— start of RECORDS TO PROCESS —

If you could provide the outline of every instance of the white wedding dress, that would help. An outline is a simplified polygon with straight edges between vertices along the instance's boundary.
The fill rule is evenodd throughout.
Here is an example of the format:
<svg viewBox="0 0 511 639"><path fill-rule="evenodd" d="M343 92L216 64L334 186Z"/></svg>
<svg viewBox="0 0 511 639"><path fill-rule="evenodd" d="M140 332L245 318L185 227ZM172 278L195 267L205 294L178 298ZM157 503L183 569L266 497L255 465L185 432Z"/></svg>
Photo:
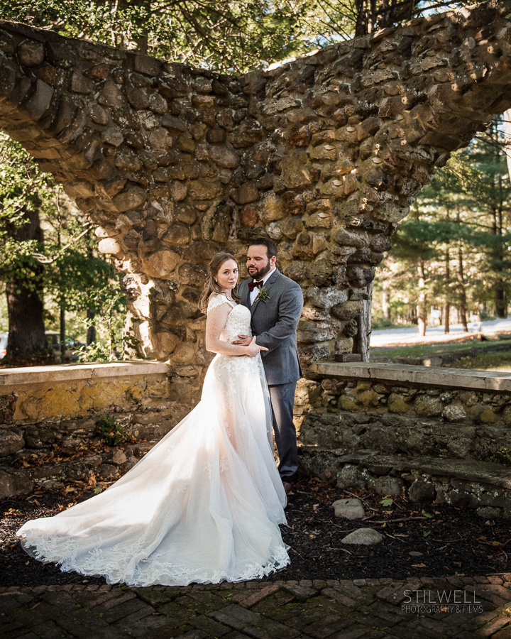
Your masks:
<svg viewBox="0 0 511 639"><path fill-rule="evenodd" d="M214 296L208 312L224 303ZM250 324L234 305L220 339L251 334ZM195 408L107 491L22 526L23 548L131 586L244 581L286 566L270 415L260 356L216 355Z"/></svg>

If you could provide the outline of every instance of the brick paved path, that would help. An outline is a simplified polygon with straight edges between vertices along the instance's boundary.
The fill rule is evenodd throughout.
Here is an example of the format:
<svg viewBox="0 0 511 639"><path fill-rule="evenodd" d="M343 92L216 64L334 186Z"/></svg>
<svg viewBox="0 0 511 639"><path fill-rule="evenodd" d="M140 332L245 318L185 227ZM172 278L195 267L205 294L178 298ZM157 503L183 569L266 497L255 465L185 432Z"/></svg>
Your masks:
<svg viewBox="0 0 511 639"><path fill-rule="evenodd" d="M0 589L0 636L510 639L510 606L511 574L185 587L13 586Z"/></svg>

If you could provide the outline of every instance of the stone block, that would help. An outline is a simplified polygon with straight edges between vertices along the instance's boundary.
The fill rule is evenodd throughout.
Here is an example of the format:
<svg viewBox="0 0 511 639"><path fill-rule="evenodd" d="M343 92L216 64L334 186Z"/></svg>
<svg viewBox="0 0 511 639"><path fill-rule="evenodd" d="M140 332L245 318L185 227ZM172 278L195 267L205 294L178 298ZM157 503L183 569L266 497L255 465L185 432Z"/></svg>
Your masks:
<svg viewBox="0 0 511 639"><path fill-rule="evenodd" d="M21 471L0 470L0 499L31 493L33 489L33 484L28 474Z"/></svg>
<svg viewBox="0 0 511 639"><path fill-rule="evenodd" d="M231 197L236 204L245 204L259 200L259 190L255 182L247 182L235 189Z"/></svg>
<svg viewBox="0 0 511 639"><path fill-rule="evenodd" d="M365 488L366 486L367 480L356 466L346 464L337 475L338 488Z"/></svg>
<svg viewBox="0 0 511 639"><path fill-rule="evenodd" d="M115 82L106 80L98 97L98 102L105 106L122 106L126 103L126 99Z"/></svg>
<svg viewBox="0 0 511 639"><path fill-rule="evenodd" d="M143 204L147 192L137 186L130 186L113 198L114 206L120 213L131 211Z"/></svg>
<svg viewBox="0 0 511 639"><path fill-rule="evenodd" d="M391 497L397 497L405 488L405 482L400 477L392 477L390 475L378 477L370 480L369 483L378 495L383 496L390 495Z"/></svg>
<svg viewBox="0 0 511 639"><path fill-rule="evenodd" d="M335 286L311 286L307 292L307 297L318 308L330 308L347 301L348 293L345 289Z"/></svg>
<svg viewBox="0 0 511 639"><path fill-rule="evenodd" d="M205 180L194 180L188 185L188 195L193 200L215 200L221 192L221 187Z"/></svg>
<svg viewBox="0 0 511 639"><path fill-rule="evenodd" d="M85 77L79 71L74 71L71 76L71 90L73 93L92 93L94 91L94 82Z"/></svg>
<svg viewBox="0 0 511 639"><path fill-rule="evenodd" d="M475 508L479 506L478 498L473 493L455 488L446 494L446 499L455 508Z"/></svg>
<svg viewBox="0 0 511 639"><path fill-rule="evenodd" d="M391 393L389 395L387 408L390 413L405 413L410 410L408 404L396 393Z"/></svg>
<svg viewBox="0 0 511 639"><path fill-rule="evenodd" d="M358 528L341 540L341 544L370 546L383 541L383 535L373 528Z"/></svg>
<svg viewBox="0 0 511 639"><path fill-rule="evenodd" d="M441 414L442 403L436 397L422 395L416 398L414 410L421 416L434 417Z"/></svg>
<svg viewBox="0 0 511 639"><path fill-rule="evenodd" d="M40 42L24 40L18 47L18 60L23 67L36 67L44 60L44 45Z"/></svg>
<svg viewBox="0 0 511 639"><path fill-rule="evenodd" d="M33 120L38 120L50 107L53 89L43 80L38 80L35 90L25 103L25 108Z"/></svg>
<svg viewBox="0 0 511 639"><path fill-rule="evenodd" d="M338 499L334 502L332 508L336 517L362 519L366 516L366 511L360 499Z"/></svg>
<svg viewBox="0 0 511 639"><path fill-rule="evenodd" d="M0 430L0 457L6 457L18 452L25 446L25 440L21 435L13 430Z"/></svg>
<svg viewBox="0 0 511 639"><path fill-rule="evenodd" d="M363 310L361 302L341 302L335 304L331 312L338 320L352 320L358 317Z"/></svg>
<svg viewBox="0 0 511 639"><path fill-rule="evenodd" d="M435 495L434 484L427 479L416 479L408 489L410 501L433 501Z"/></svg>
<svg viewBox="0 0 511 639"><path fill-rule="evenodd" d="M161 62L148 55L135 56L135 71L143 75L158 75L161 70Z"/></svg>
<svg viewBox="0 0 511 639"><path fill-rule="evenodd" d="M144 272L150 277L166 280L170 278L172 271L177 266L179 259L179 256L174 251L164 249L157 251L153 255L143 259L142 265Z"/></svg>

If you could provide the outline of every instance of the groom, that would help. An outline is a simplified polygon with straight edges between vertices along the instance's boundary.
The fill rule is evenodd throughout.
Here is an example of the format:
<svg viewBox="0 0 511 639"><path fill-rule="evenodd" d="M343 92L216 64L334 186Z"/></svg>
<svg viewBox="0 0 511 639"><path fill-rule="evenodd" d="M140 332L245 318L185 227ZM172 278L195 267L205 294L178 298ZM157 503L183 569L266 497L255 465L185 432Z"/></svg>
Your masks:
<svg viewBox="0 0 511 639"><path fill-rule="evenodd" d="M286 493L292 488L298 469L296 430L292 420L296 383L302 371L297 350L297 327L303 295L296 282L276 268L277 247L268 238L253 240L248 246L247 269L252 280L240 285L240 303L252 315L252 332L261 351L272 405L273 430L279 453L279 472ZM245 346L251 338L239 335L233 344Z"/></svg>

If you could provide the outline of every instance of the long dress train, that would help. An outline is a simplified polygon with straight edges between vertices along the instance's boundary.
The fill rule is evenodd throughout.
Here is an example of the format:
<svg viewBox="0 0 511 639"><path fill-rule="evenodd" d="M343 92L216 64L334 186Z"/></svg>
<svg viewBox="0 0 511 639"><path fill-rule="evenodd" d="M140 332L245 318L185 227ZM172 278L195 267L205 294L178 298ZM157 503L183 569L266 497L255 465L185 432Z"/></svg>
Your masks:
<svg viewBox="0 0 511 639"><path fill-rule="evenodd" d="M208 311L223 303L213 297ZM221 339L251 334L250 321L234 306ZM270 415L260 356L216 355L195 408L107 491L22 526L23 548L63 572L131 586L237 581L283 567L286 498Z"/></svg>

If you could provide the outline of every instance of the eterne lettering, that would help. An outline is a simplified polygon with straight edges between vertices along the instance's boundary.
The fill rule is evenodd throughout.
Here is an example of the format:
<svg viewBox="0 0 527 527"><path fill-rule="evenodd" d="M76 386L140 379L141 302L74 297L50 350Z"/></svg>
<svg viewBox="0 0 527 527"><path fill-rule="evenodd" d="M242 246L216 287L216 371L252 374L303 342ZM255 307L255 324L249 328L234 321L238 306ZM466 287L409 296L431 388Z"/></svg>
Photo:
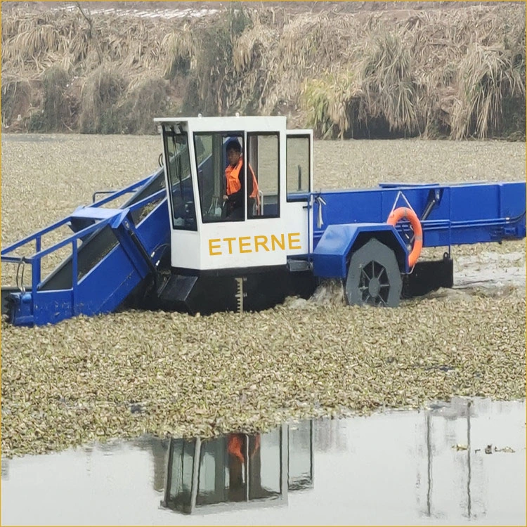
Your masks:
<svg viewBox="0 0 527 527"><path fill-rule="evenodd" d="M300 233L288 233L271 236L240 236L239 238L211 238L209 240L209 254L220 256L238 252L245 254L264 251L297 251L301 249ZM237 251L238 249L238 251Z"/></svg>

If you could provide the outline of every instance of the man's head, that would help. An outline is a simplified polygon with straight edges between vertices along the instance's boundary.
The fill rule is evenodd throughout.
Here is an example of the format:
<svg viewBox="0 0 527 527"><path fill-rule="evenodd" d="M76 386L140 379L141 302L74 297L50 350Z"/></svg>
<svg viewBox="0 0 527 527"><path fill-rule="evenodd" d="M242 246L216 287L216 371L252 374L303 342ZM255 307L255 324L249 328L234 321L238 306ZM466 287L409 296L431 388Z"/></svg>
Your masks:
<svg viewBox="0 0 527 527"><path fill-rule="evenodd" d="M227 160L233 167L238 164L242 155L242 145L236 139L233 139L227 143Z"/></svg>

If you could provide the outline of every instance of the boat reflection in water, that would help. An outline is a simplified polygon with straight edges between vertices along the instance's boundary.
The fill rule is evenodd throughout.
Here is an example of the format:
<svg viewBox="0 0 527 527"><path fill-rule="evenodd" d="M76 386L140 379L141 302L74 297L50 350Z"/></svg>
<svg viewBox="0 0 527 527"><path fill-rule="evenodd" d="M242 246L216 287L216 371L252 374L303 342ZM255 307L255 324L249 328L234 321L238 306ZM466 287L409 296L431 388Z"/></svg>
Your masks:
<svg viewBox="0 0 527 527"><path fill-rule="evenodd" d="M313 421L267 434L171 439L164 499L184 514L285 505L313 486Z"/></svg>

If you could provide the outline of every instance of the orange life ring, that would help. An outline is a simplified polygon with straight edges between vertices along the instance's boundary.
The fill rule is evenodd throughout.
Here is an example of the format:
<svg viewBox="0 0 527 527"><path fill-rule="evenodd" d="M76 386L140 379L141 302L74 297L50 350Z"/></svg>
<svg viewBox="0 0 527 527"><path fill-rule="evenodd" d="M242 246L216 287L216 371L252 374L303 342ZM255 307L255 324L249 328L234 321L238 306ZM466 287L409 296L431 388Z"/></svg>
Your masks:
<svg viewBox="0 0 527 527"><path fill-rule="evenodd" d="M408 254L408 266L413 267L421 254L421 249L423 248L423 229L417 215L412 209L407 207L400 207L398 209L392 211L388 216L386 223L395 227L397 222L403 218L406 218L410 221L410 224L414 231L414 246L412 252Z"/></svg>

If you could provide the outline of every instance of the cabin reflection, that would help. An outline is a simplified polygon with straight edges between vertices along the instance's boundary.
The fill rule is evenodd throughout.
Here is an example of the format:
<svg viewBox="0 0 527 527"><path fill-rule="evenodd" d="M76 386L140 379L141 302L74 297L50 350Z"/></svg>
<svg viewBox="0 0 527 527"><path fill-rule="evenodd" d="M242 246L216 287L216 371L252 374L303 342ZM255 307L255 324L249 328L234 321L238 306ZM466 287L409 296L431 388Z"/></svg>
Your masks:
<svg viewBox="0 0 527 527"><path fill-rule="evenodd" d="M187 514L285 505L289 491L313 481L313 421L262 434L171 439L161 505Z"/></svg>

— end of RECORDS TO PROCESS —
— start of RECORDS TO PROCESS —

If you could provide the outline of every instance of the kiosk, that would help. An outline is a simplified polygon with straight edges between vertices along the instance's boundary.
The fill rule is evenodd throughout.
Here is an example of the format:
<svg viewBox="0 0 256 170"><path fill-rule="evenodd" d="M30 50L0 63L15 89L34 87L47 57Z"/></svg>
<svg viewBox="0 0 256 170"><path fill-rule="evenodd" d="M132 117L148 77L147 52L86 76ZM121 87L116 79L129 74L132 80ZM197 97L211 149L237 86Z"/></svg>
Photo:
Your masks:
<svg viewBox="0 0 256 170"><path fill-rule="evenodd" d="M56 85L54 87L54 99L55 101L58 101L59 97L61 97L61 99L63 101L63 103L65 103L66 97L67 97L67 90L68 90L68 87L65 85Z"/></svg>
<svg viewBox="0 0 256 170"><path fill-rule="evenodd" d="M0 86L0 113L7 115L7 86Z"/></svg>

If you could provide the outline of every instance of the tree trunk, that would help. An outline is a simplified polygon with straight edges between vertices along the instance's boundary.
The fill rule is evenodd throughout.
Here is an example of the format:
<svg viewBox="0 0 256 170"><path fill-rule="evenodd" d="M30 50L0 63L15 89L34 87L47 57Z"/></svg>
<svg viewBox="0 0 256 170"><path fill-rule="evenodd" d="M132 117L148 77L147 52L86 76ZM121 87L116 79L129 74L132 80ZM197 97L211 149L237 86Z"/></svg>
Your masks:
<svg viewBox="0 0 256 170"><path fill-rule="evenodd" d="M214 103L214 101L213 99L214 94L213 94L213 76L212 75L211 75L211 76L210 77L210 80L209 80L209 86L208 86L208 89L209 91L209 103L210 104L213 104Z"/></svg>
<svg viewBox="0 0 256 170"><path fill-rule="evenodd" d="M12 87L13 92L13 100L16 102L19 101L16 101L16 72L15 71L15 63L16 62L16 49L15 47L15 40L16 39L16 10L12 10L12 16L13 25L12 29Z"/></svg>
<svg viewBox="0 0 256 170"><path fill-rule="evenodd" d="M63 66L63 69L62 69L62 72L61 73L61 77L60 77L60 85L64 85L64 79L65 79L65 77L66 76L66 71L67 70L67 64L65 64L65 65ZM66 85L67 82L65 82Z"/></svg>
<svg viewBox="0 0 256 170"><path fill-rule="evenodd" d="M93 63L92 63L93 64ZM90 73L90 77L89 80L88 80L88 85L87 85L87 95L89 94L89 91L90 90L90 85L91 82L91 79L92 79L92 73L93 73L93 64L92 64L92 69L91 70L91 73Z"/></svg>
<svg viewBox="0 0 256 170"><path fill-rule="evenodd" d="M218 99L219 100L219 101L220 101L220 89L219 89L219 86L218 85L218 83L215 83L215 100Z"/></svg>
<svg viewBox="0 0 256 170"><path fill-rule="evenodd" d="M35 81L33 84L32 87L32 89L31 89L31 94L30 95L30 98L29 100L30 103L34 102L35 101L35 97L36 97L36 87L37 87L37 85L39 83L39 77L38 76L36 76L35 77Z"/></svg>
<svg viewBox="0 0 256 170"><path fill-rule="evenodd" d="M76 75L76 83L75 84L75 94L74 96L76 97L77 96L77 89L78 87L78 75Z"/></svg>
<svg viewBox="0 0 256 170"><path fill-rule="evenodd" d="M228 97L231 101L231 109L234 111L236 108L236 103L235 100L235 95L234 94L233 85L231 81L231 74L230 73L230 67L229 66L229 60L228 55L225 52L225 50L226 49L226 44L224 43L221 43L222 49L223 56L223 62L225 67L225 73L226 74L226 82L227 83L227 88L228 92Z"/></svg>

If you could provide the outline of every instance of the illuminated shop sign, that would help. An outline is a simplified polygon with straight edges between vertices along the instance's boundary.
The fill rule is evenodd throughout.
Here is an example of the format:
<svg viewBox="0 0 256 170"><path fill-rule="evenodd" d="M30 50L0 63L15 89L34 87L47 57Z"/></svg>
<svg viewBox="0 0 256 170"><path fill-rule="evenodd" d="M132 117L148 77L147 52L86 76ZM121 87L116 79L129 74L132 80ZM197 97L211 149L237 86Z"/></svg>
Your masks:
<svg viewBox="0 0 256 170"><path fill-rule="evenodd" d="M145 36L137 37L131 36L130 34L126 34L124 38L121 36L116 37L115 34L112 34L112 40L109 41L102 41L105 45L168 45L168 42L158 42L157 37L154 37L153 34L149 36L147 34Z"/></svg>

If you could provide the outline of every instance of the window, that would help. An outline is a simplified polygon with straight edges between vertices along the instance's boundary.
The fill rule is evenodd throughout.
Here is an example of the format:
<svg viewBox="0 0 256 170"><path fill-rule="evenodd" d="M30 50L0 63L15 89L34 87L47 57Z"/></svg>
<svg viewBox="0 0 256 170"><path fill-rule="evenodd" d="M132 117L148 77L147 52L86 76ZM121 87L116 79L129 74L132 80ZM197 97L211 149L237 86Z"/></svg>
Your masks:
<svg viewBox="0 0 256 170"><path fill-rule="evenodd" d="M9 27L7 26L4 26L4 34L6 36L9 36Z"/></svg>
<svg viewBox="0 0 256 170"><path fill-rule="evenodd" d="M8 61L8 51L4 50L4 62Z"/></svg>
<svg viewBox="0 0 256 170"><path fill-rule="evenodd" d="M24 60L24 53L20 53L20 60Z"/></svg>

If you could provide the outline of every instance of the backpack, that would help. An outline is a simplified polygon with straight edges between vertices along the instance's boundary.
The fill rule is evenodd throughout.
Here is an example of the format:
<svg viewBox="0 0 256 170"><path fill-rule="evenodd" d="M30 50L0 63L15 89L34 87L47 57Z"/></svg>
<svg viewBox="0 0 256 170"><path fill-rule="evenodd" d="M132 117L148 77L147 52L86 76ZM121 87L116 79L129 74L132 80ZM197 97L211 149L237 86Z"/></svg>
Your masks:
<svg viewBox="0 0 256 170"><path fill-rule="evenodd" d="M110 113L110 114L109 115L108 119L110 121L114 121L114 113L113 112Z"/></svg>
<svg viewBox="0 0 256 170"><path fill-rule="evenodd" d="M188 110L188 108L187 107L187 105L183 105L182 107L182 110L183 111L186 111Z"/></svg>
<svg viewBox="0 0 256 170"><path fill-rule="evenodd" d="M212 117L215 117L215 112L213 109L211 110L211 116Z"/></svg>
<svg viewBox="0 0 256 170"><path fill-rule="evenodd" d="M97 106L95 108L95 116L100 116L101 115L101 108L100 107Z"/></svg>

— end of RECORDS TO PROCESS —

TASK TO CARRY OUT ::
Pull out each line above that contains the string "dress", matching case exactly.

RESPONSE FOR THIS EXERCISE ::
If you could provide the outline of every instance of the white wedding dress, that would help. An outline is a simplified polygon with straight edges between vertices along the instance's boundary.
If you could provide the outline of every instance of the long dress train, that would help. An outline is a simplified polygon with straight edges between vertices along the instance's boundary.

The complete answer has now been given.